Short exercise
Return all of the material below word for word, line by line, but leave out the pictures.
|---|
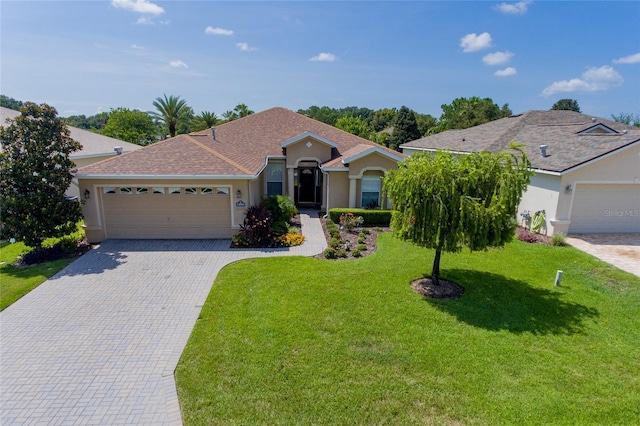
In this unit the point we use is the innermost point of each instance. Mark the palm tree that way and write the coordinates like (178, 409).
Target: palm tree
(171, 111)
(242, 110)
(204, 120)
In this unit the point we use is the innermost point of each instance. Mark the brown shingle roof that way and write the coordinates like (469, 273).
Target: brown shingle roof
(559, 130)
(241, 147)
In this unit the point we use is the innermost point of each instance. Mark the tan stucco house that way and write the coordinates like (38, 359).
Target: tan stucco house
(199, 185)
(587, 169)
(95, 147)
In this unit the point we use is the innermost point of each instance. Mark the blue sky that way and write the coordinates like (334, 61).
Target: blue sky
(91, 56)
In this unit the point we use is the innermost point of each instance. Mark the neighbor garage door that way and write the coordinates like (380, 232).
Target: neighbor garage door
(605, 208)
(167, 212)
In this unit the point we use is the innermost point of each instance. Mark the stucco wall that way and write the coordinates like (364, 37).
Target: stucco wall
(318, 151)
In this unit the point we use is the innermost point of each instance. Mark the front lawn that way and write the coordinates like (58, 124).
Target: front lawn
(15, 282)
(309, 341)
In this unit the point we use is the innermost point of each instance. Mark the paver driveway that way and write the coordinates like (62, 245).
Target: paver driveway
(98, 343)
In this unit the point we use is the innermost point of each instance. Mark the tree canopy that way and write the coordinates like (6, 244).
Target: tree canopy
(445, 202)
(35, 173)
(131, 125)
(405, 128)
(566, 104)
(172, 111)
(463, 113)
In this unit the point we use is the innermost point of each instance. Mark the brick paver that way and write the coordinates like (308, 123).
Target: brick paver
(620, 250)
(98, 342)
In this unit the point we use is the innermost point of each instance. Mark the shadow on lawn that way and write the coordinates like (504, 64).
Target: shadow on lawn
(495, 303)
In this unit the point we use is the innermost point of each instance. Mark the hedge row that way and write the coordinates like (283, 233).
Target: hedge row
(371, 217)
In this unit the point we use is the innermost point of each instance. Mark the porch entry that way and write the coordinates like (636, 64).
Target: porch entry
(308, 185)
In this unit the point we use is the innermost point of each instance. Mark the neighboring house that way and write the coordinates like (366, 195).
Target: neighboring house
(199, 185)
(95, 147)
(587, 170)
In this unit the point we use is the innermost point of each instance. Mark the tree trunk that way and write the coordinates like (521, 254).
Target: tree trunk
(435, 271)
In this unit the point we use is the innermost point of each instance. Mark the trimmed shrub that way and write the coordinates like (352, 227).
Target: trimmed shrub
(558, 240)
(370, 217)
(329, 253)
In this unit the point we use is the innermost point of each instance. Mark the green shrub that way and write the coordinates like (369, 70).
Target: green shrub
(370, 217)
(341, 253)
(329, 253)
(334, 243)
(558, 240)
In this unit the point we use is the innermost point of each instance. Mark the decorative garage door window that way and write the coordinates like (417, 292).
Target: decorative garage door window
(371, 191)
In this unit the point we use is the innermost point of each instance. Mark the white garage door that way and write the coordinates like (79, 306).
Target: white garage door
(167, 212)
(605, 208)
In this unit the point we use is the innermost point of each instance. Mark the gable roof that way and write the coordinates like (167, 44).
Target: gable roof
(240, 149)
(571, 138)
(93, 144)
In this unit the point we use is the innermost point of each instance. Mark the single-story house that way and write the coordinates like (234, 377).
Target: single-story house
(95, 147)
(199, 185)
(587, 169)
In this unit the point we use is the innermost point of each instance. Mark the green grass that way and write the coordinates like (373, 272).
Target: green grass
(15, 282)
(308, 341)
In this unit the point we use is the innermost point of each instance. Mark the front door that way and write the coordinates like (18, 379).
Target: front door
(307, 185)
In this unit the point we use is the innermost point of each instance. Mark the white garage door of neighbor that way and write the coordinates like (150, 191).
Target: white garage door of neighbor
(605, 208)
(167, 212)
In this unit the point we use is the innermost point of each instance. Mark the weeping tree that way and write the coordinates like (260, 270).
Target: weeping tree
(446, 202)
(35, 173)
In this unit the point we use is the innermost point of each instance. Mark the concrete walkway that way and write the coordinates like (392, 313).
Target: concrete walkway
(620, 250)
(98, 343)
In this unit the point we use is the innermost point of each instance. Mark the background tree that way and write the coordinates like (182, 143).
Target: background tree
(171, 111)
(132, 126)
(356, 126)
(383, 118)
(463, 113)
(627, 118)
(242, 110)
(10, 103)
(204, 120)
(35, 173)
(445, 202)
(405, 128)
(566, 104)
(94, 123)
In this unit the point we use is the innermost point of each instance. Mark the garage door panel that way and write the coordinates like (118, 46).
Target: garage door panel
(167, 215)
(606, 208)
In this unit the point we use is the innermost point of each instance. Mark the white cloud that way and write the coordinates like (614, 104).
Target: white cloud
(592, 80)
(324, 57)
(245, 47)
(473, 42)
(519, 8)
(631, 59)
(217, 31)
(497, 58)
(507, 72)
(139, 6)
|---|
Reply to the exercise
In this unit the point we use is the innermost point of each instance. Mark the palm tree that way and write the coordinates like (178, 409).
Target: palm tree
(171, 111)
(242, 110)
(204, 120)
In this unit the point we use is the innermost point of each instance. Mark the brown shingle roof that way and write the coordinates like (469, 273).
Target: brown shingle roof
(559, 130)
(241, 147)
In this unit the point we use is the innermost point of each instance. Mark the tan stucco house that way and write the coordinates like (38, 359).
Target: tan stucco house
(199, 185)
(587, 169)
(95, 147)
In this unit the point we use is the innermost point of each instance. Mark the blue sky that way and write the coordinates like (334, 61).
Target: blue sky
(91, 56)
In this unit the point we use is the innermost point of each instance. Mark the neighbor garage door that way and write the coordinates like (380, 232).
Target: neighbor garage door
(605, 208)
(167, 212)
In this unit the point we use is the innermost point of each instance. Mark the stucco wall that way and write the coordinates like (364, 37).
Target: stucco wall
(318, 151)
In this unit the point we use is the innermost point of each instance. Mark the front lawn that way and write the coordinates like (58, 124).
Target: front lawn
(15, 282)
(309, 341)
In this unit the point we use is the innermost point of each instance. Mark the paver driveway that way and write the coordinates like (62, 245).
Target: paver driveway
(98, 343)
In this unit the point we use is the innermost point of each instance. Mark the tree canopy that way and write the coordinates like (6, 244).
Target: tree canopy
(445, 202)
(35, 173)
(131, 125)
(405, 128)
(566, 104)
(172, 111)
(463, 113)
In this unit the point we use is the innermost point of each instance. Mark the brick paver that way and write the coordinates like (308, 123).
Target: brick paver
(620, 250)
(98, 342)
In this unit the point we use is the innermost point of each instance. Mark the shadow on lawn that way and write the coordinates like (504, 64).
Target: shadow on lawn
(495, 303)
In this unit the point we use is the innermost point of each instance. Mark the hedge row that way and write the coordinates like (283, 233).
Target: hedge row
(371, 217)
In this unit the point we use is the innermost point of each instance. Mark the porch entry that way and write the coordinates like (636, 64).
Target: porch entry
(308, 185)
In this unit the point we use is the innermost point of each instance. Mark the neighboring house that way and write the coordinates like (366, 195).
Target: neighboring house
(199, 185)
(95, 147)
(587, 170)
In this unit the point we use is the innermost point of each instance. Mark the tree trunk that way and write the coordinates like (521, 254).
Target: tree trunk
(435, 271)
In this unit the point we use is the innermost point of each instance. Mark the trimmed shrub that way and write the coordinates like (352, 227).
Target: trimmed shrub
(558, 240)
(370, 217)
(329, 253)
In this unit the point we use is the innermost point of each instance. Mark the green shrub that way and write the coordinates like (369, 70).
Target: green shrub
(370, 217)
(341, 253)
(329, 253)
(334, 243)
(558, 240)
In this unit the point we use is the innermost point of each instance. Mark the decorative garage door window that way and write the coordinates like (417, 292).
Target: decorative garage door window
(371, 191)
In this unit the point we use is the innermost point of each instance. Mark the white garage door that way and write the coordinates like (79, 306).
Target: white garage door
(167, 212)
(605, 208)
In this unit the point we use is the innermost point of each instance. Mark the gable roof that way and write the coordinates like (167, 44).
Target: gable roof
(240, 149)
(571, 138)
(93, 144)
In this unit the point we use is the innermost point of each instance. Mark the single-story house that way and write the coordinates like (234, 377).
Target: single-story house
(95, 147)
(199, 185)
(587, 169)
In this unit the point we use is the innermost point of each instance. Mark the green grass that way and write the coordinates like (373, 272).
Target: green grass
(15, 282)
(308, 341)
In this unit the point we use is the innermost point of each instance. Mark the front door that way and write the coordinates like (18, 379).
Target: front door
(307, 185)
In this unit the point we use is the innermost point of each instance. Mark the white garage door of neighbor that way and write the coordinates like (150, 191).
Target: white garage door of neighbor
(605, 208)
(167, 212)
In this unit the point we use is the innermost point of each instance. Mark the weeping tree that way and write the coordinates like (260, 270).
Target: weeping tree
(446, 202)
(35, 173)
In this unit the point we use is the innermost point of each instance. Mark the concrete walkway that way and write the coordinates like (392, 313).
Target: concrete walkway
(620, 250)
(98, 343)
In this unit the point we use is the innermost point of each instance. Mark the background tree that way and write the coordinates like (182, 143).
Target: background tree
(171, 111)
(132, 126)
(356, 126)
(383, 118)
(463, 113)
(627, 118)
(242, 110)
(10, 103)
(204, 120)
(35, 173)
(445, 202)
(405, 128)
(566, 104)
(94, 123)
In this unit the point we use is the innermost point of each instance. Mark the garage door panel that way and write the coordinates like (118, 46).
Target: garage door panel
(167, 215)
(606, 208)
In this unit the point we use is the innermost point of each instance. Mark the white cloud that way and write the coordinates like (614, 104).
Target: white cloud
(592, 80)
(324, 57)
(245, 47)
(473, 42)
(519, 8)
(631, 59)
(217, 31)
(497, 58)
(507, 72)
(139, 6)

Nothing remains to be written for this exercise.